> _PROBLEM TO SOLVE_
Rewrite the entries below, swapping every "Practice step" for "Warm-up task" and leaving the rest untouched.
[BEGIN RECORDS FOR THE EXERCISE]
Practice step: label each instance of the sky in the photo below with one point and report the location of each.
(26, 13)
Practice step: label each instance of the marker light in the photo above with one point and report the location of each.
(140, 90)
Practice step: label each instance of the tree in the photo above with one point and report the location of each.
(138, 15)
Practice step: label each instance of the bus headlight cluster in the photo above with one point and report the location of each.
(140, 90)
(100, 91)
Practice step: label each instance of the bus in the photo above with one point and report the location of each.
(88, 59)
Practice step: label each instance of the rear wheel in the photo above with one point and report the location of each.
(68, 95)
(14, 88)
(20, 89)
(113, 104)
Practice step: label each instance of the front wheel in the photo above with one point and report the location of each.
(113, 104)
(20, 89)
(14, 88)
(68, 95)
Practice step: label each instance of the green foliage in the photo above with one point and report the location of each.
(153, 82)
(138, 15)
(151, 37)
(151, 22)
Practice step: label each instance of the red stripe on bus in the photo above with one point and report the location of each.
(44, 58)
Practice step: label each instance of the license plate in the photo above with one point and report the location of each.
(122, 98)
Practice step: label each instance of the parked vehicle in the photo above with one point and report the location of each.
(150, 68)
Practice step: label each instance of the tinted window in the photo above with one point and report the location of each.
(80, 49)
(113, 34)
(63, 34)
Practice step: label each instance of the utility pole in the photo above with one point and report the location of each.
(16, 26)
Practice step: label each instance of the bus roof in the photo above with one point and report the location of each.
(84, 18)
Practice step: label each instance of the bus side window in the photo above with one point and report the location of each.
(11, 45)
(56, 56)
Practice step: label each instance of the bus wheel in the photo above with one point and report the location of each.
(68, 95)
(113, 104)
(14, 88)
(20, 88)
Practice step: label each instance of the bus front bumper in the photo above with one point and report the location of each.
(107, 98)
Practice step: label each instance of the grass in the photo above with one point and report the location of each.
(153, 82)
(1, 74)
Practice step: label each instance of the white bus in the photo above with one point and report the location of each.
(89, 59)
[END RECORDS FOR THE EXERCISE]
> _SOLUTION TO THIS TASK_
Warm-up task: label each instance of the sky in the photo below with one point and report the location of each.
(26, 13)
Warm-up task: label each instance of the marker light in the photo above with one point and report the location of each.
(140, 90)
Warm-up task: label each instance of the tree in the photo above with one point and report the location of each.
(138, 15)
Warm-up task: label each instance of the bus headlight cluster in the photo above with one point and report the location of each.
(140, 90)
(100, 91)
Warm-up task: label each instance of the bus in the photo above with one point and report the location of each.
(88, 59)
Warm-up task: label each instance of the rear wheel in the photo above with one point and report the location of each.
(68, 95)
(14, 88)
(20, 89)
(113, 104)
Warm-up task: label each instance of the front wheel in the photo above with one point and report the location of each.
(113, 104)
(20, 89)
(14, 88)
(68, 95)
Warm-up task: label each instance of the green foliage in the photo above with one point and report the location of each.
(153, 82)
(138, 15)
(151, 37)
(151, 22)
Warm-up task: label each instance of the red stripe on bus in the photo above with one point and report the location of each.
(44, 58)
Warm-up task: label each instance of the license plate in the photo above with one point and report the location of each.
(122, 98)
Warm-up task: label each instance of the parked vehicle in the photo above with one point and report the location of each.
(150, 68)
Warm-up task: label each instance of the tinted window in the photo above with one point and report the location of each.
(80, 49)
(113, 34)
(63, 34)
Warm-up task: label each instance of the utility pole in the photo above with one point and report the location of each.
(16, 26)
Warm-up task: label each instance of the bus roof in the photo above with one point and report the location of each.
(84, 18)
Warm-up task: label each instance of the bus side window in the photo above with one point and report the location of each.
(11, 45)
(56, 56)
Warm-up task: label each instance of the bus wheel in the photo above with one point and report the location of each.
(68, 95)
(113, 104)
(14, 88)
(20, 88)
Warm-up task: label each instance of the bus front bumper in the photo above with one point and report the location of each.
(107, 98)
Warm-up task: label each instance of the grass in the photo above with one point and report the location of each.
(153, 82)
(1, 74)
Warm-up task: label each instance of the white bus in the photo above with one point and report the location of each.
(89, 59)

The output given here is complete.